- Opening Delimiter -

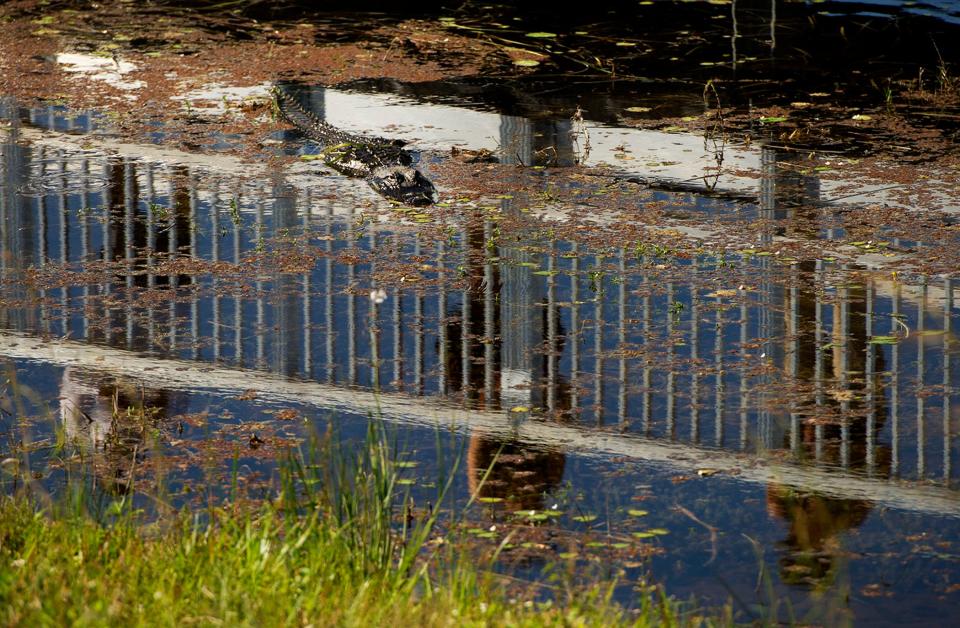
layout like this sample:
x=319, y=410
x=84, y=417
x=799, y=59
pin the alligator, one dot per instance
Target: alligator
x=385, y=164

- Closing Delimiter -
- Opening Delimiter -

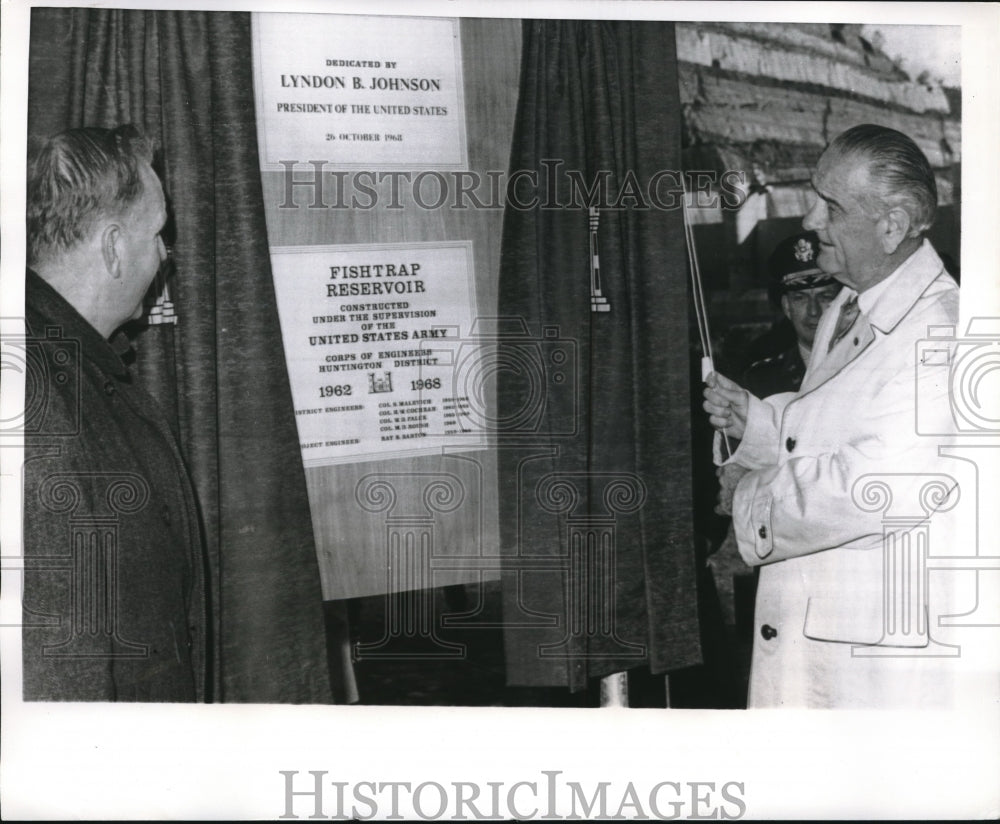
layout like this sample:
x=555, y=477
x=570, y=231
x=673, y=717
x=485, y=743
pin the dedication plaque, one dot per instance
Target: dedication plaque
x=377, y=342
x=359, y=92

- Closing Delimiter -

## Goal of the exercise
Within the entries, find all lines that contain "instance" and copy each one.

## Finished task
pin the alligator, one dot per instance
pin the dedication plaque, one dot per instance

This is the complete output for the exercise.